- [PROBLEM STATEMENT]
Give again the line that contains "indicate: dirty metal bracket", plus every line after it to the end of the records, unchanged.

(SUPPLIED DATA begins)

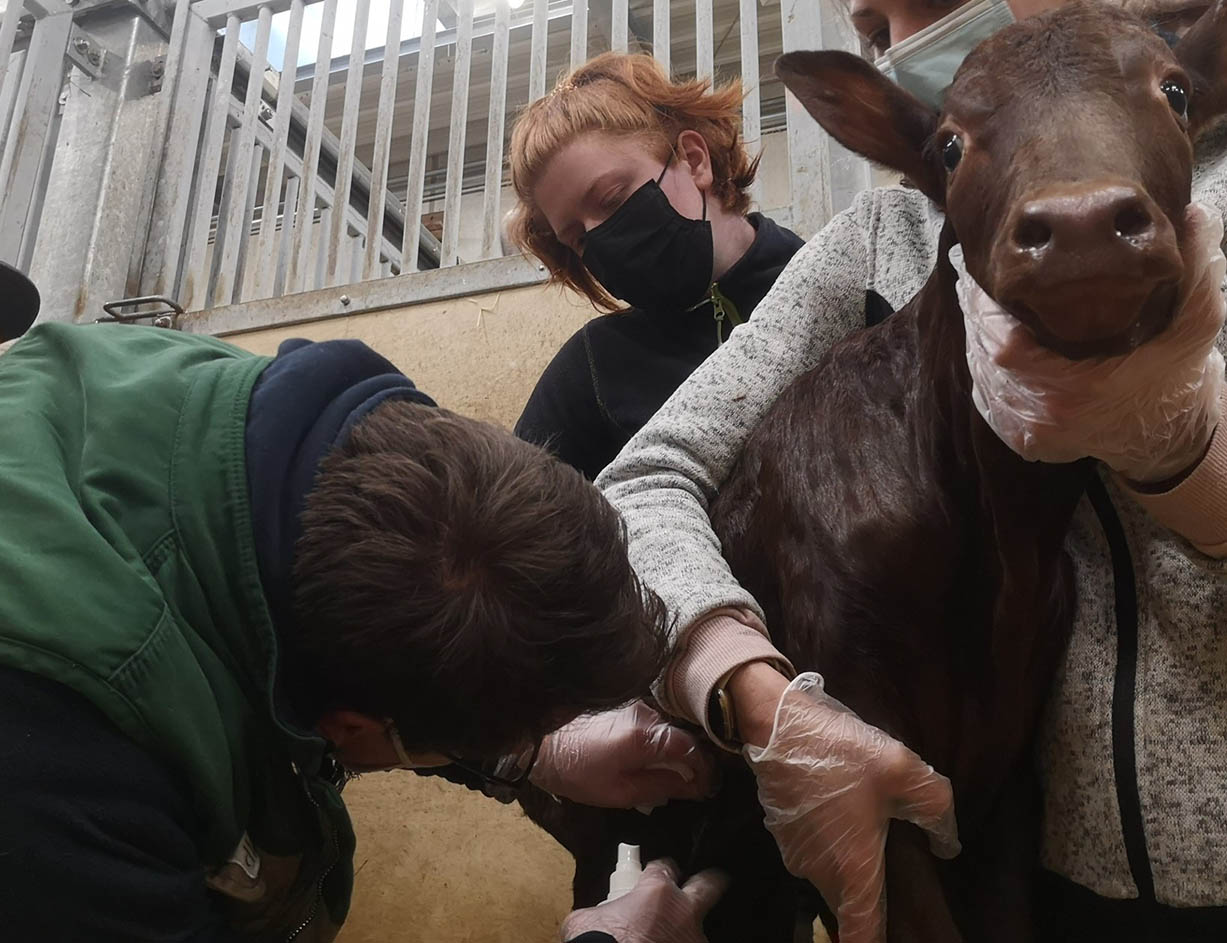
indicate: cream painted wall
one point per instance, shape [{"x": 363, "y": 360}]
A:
[{"x": 480, "y": 355}]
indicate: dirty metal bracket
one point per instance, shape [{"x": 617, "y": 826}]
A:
[
  {"x": 85, "y": 53},
  {"x": 167, "y": 314}
]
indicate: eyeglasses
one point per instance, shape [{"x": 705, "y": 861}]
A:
[{"x": 511, "y": 770}]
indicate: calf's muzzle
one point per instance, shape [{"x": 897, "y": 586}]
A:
[{"x": 1092, "y": 269}]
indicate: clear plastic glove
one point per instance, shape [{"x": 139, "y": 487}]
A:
[
  {"x": 626, "y": 758},
  {"x": 830, "y": 785},
  {"x": 657, "y": 910},
  {"x": 1149, "y": 415}
]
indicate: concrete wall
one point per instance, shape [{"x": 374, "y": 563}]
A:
[{"x": 436, "y": 862}]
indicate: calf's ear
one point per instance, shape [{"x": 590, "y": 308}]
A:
[
  {"x": 868, "y": 113},
  {"x": 1203, "y": 52}
]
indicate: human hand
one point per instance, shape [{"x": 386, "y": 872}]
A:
[
  {"x": 1149, "y": 415},
  {"x": 830, "y": 785},
  {"x": 626, "y": 758},
  {"x": 655, "y": 910}
]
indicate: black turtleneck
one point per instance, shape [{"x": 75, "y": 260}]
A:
[{"x": 612, "y": 375}]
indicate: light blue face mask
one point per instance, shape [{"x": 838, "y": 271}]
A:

(SUPPLIED DATA ends)

- [YOUR SOLUTION]
indicate: dirty metal bracket
one point per instance, shape [{"x": 617, "y": 826}]
A:
[
  {"x": 85, "y": 53},
  {"x": 167, "y": 314}
]
indicate: eyeglasses
one point per instance, shape [{"x": 705, "y": 861}]
A:
[{"x": 511, "y": 770}]
indicate: calf's muzzle
one point per instance, shape [{"x": 897, "y": 586}]
A:
[{"x": 1092, "y": 269}]
indicate: clear plastic glove
one point per instance, shape [{"x": 139, "y": 487}]
A:
[
  {"x": 626, "y": 758},
  {"x": 830, "y": 785},
  {"x": 657, "y": 910},
  {"x": 1149, "y": 415}
]
indicate: concrete wall
one point per instance, shape [{"x": 374, "y": 563}]
A:
[{"x": 436, "y": 862}]
indicate: calf's ear
one point per instance, shape [{"x": 590, "y": 308}]
A:
[
  {"x": 868, "y": 113},
  {"x": 1203, "y": 52}
]
indicate: human hand
one point per instance, shape [{"x": 386, "y": 872}]
A:
[
  {"x": 1149, "y": 415},
  {"x": 830, "y": 785},
  {"x": 626, "y": 758},
  {"x": 655, "y": 910}
]
indicate: black turtleneck
one point per instance, shape [{"x": 75, "y": 260}]
A:
[{"x": 612, "y": 375}]
indicate: light blue face mask
one point per instance, shape [{"x": 838, "y": 271}]
A:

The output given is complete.